- TASK ITEM:
Take the line with "Could you spot the water in" as the first line and the last line of the data as the final one. Write out those lines exactly, and no others.

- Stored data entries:
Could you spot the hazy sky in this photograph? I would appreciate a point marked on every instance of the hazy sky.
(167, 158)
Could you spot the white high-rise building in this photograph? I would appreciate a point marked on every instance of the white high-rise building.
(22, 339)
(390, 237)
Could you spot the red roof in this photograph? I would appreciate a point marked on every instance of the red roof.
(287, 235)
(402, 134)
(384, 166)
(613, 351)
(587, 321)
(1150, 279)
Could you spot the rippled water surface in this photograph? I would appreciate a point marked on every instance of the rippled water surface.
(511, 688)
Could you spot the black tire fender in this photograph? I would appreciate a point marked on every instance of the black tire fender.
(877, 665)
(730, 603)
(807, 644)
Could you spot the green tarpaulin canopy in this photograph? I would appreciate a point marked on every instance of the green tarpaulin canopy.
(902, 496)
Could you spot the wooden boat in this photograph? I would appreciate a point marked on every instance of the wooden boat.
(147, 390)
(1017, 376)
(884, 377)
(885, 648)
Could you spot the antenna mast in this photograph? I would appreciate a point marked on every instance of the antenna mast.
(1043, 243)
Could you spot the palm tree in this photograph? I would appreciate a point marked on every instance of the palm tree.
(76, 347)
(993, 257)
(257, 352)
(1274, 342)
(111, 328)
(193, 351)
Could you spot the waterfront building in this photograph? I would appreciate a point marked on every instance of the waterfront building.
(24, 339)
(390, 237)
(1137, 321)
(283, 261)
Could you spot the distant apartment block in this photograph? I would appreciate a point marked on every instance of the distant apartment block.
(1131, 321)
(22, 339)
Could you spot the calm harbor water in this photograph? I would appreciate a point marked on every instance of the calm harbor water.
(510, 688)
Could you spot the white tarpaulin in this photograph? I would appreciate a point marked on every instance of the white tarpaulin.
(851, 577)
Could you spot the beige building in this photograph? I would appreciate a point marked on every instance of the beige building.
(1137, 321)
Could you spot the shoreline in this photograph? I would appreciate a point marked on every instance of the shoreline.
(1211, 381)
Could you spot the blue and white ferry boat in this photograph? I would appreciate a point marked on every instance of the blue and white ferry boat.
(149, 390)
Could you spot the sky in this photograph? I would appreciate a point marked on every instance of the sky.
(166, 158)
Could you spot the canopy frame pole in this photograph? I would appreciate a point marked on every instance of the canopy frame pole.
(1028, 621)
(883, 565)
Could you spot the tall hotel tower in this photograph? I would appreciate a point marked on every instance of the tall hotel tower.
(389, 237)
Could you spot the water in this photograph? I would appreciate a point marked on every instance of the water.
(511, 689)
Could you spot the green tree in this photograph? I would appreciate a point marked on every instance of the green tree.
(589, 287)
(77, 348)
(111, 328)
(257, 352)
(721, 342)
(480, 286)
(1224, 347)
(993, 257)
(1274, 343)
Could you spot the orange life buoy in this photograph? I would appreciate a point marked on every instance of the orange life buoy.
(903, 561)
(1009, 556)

- PROBLEM SOLUTION:
Could you spot the water in this photograph? I would appreciate a point marked on every instance of the water.
(511, 689)
Could you spot the green tree in this photograph? I would appreciate a point marked on every instance of the green tree.
(589, 287)
(77, 348)
(111, 328)
(257, 352)
(721, 342)
(480, 286)
(1224, 347)
(993, 257)
(1274, 343)
Could you spot the orange life buoy in this photograph? I would appreciate a point marked on every instance of the orange life buoy.
(903, 561)
(1009, 556)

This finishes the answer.